[Recorded data]
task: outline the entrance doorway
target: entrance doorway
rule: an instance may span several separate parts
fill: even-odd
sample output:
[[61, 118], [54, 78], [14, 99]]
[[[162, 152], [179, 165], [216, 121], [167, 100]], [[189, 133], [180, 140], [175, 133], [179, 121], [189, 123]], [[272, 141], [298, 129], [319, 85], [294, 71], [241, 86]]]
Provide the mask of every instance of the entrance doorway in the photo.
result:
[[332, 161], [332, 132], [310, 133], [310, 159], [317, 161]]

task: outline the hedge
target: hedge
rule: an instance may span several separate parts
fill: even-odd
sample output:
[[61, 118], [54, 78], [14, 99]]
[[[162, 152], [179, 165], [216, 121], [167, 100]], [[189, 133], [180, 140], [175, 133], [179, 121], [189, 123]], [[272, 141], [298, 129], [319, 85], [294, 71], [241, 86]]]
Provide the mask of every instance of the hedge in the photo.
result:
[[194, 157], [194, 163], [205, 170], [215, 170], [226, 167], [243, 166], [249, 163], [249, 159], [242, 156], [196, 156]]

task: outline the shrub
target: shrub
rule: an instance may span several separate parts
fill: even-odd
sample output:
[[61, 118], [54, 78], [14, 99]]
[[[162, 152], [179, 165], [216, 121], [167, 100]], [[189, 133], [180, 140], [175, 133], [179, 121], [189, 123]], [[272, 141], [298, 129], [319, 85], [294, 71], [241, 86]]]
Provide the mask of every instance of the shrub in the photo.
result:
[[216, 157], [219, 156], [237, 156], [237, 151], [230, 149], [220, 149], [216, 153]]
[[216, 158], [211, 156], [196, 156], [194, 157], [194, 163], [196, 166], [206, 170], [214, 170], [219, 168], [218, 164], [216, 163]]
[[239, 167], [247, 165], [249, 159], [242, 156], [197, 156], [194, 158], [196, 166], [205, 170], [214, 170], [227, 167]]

- [Aim] Rewrite the stretch of the data from its beginning through the line that contains "156], [196, 156]]", with the requests included, and raise every coordinate in the answers by 60.

- [Task answer]
task: outline the entrance doorway
target: entrance doorway
rule: an instance may span several separate parts
fill: even-odd
sample output:
[[61, 118], [54, 78], [14, 99]]
[[[162, 152], [179, 165], [216, 121], [167, 100]], [[189, 133], [180, 140], [175, 133], [179, 121], [189, 123]], [[272, 141], [298, 129], [319, 85], [294, 71], [241, 86]]]
Provide the mask of every instance of the entrance doorway in the photo.
result:
[[392, 221], [392, 192], [370, 193], [370, 219], [377, 221]]

task: outline the hedge
target: hedge
rule: an instance may span several separate parts
fill: even-odd
sample output:
[[61, 118], [54, 78], [14, 99]]
[[[162, 152], [179, 165], [216, 121], [167, 100]], [[189, 133], [180, 140], [175, 133], [179, 121], [189, 123]], [[272, 141], [298, 129], [319, 85], [294, 71], [241, 86]]]
Provide the mask of every instance of the hedge in the photo.
result:
[[254, 217], [254, 223], [265, 230], [275, 230], [286, 227], [303, 226], [309, 223], [309, 219], [302, 216], [256, 216]]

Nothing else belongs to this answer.